_GIVEN INSTRUCTION_
Collect every line in the records below that contains the word "gray", copying each line in full.
+++ DATA SUPPLIED
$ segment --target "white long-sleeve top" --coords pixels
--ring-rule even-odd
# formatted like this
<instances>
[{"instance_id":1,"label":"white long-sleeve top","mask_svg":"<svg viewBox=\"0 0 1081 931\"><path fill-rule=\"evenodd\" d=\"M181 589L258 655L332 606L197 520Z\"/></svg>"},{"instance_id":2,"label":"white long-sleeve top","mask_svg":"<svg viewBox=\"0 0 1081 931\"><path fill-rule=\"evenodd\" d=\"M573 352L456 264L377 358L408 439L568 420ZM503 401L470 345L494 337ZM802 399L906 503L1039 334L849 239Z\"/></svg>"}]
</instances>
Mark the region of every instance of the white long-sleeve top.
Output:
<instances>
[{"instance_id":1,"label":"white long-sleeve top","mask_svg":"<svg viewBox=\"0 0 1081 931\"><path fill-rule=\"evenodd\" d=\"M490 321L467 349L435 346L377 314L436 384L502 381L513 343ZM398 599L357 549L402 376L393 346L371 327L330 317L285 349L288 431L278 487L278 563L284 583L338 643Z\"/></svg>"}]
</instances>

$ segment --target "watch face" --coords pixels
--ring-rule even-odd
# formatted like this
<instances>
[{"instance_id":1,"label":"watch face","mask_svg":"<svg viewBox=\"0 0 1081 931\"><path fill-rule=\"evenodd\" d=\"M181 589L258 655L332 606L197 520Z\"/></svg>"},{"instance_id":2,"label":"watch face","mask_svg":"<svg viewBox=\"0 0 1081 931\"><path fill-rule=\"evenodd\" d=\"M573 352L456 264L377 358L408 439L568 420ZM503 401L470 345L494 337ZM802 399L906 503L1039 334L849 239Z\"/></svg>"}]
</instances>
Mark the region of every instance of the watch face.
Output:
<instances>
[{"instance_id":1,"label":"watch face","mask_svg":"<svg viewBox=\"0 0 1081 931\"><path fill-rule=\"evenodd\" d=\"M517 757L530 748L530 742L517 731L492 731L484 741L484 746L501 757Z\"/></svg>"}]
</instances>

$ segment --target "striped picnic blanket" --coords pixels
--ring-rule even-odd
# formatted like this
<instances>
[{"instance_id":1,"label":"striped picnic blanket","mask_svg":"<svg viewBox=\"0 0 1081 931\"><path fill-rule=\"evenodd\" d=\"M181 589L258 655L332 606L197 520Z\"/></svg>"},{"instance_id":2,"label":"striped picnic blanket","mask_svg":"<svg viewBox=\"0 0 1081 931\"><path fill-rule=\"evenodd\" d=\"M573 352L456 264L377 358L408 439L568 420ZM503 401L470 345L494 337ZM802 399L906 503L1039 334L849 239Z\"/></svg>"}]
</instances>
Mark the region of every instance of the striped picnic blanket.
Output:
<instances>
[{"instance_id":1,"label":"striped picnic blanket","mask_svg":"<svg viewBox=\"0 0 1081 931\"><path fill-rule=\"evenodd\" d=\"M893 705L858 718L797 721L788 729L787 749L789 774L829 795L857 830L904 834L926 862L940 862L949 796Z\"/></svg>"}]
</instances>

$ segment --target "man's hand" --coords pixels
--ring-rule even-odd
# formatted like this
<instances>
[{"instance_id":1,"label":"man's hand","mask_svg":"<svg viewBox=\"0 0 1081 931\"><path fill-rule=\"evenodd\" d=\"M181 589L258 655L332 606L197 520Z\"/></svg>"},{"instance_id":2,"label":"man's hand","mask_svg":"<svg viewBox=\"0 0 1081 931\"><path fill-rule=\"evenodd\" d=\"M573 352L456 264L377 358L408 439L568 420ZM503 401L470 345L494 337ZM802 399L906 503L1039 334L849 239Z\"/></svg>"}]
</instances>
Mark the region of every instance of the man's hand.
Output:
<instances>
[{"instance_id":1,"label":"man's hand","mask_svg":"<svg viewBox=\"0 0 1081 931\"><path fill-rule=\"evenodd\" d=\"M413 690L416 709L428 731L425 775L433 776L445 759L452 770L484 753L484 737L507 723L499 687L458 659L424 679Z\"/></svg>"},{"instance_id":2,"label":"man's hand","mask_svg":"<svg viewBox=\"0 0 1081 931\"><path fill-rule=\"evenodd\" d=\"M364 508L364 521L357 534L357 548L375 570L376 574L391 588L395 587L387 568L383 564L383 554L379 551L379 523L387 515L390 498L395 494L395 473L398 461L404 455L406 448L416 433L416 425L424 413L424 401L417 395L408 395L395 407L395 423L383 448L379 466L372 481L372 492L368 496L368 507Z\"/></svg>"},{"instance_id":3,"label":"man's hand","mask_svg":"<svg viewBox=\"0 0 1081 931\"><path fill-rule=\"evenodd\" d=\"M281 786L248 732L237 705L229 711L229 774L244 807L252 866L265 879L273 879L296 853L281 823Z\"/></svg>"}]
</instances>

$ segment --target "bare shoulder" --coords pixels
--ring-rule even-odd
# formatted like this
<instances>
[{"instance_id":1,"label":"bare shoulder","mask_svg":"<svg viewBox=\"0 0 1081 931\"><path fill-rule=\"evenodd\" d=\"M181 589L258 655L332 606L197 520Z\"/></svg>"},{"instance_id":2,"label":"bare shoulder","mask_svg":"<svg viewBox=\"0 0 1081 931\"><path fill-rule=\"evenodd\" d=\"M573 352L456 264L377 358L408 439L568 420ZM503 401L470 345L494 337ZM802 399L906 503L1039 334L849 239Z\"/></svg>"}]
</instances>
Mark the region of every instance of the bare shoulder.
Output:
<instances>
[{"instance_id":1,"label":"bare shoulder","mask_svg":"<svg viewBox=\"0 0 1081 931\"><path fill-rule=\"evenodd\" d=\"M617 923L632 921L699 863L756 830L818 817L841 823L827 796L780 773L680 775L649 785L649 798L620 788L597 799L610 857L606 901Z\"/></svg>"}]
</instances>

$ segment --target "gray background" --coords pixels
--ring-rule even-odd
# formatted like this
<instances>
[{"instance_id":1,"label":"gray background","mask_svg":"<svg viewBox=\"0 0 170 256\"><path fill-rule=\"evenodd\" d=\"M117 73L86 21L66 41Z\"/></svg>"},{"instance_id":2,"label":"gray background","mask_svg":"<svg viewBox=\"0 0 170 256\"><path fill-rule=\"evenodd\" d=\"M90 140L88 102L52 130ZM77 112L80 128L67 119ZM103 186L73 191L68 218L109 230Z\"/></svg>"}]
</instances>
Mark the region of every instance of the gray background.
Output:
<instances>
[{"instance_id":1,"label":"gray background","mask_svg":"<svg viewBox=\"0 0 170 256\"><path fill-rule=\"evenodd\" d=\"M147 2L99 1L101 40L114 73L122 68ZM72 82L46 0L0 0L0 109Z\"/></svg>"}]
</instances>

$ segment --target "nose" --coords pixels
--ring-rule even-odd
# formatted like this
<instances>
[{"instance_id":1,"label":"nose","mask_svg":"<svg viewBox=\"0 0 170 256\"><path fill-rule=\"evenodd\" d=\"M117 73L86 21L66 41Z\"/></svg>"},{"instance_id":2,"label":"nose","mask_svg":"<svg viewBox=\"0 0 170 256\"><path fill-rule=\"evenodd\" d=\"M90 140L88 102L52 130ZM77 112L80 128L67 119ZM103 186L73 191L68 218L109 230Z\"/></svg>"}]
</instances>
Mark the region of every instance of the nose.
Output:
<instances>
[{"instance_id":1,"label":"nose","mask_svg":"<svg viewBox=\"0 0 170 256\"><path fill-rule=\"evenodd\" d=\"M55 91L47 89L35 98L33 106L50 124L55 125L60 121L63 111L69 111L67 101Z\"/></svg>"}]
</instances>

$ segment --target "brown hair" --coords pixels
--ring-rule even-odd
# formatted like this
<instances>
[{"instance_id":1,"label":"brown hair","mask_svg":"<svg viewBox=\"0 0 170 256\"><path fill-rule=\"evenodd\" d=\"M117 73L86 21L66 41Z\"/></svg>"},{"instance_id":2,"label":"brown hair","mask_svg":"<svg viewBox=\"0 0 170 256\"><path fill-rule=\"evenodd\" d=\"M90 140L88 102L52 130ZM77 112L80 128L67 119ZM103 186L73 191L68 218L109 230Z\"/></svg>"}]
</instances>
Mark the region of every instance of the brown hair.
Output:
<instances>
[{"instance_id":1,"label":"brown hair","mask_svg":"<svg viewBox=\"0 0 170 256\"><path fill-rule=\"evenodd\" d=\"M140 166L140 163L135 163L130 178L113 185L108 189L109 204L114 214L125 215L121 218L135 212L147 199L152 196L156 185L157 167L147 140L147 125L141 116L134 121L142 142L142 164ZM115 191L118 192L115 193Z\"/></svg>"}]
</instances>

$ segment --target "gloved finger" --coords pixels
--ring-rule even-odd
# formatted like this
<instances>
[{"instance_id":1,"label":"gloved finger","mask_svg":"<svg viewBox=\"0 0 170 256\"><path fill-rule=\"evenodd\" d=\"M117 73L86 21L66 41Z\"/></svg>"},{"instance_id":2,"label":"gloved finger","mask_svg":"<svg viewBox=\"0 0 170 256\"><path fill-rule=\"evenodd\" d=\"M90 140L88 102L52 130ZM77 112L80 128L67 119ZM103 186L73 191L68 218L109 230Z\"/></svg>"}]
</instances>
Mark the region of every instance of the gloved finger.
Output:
++++++
_WORKED ANSWER_
$ segment --target "gray background" --coords pixels
[{"instance_id":1,"label":"gray background","mask_svg":"<svg viewBox=\"0 0 170 256\"><path fill-rule=\"evenodd\" d=\"M117 73L86 21L66 41Z\"/></svg>"},{"instance_id":2,"label":"gray background","mask_svg":"<svg viewBox=\"0 0 170 256\"><path fill-rule=\"evenodd\" d=\"M90 140L88 102L52 130ZM77 112L80 128L67 119ZM103 186L73 191L68 218L109 230Z\"/></svg>"}]
Mark the region of every instance of the gray background.
[{"instance_id":1,"label":"gray background","mask_svg":"<svg viewBox=\"0 0 170 256\"><path fill-rule=\"evenodd\" d=\"M147 2L99 1L101 40L114 73L122 68ZM72 82L46 0L0 0L0 109Z\"/></svg>"}]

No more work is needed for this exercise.